__Prompt__:
Retype every item below line for line, keeping each character, space, and line break unchanged.

Records in a dataset
>>

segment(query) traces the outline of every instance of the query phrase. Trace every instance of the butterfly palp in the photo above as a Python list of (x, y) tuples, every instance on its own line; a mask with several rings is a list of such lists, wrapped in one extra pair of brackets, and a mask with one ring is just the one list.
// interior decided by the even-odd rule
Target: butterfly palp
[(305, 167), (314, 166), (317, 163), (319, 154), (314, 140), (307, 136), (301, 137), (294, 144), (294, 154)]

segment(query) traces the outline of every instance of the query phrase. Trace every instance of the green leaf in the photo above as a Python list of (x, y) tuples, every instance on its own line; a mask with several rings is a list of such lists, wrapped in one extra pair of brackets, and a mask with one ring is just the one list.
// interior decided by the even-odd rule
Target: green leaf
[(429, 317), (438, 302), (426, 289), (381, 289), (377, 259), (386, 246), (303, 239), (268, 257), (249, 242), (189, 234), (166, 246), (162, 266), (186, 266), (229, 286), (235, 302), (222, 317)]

<<

__Response to this task__:
segment(query) traces the outline of every instance of the query phrase. Trace every instance of the butterfly palp in the photo above as a Python list of (x, y) tuples, every instance on its own line; a mask with several rings is a list of such lists, wrapped in one extra pair of brackets, and a mask with one ring is just the one list.
// interior decided by the even-odd rule
Target: butterfly palp
[(305, 167), (314, 166), (317, 163), (319, 154), (314, 140), (307, 136), (301, 137), (294, 144), (294, 154)]

segment(query) traces the outline of every instance of the query phrase. Trace every instance of the green leaf in the photo above as a Python list of (x, y) tuples, every instance on its own line; a mask with several rings is a list of such lists, wrapped in one extra pair of brackets, and a mask with one ring is just the one list.
// interior decided by the even-odd rule
Target: green leaf
[(429, 317), (438, 302), (426, 289), (381, 289), (377, 259), (386, 246), (303, 239), (268, 257), (249, 242), (189, 234), (166, 246), (162, 266), (186, 266), (229, 286), (235, 302), (222, 317)]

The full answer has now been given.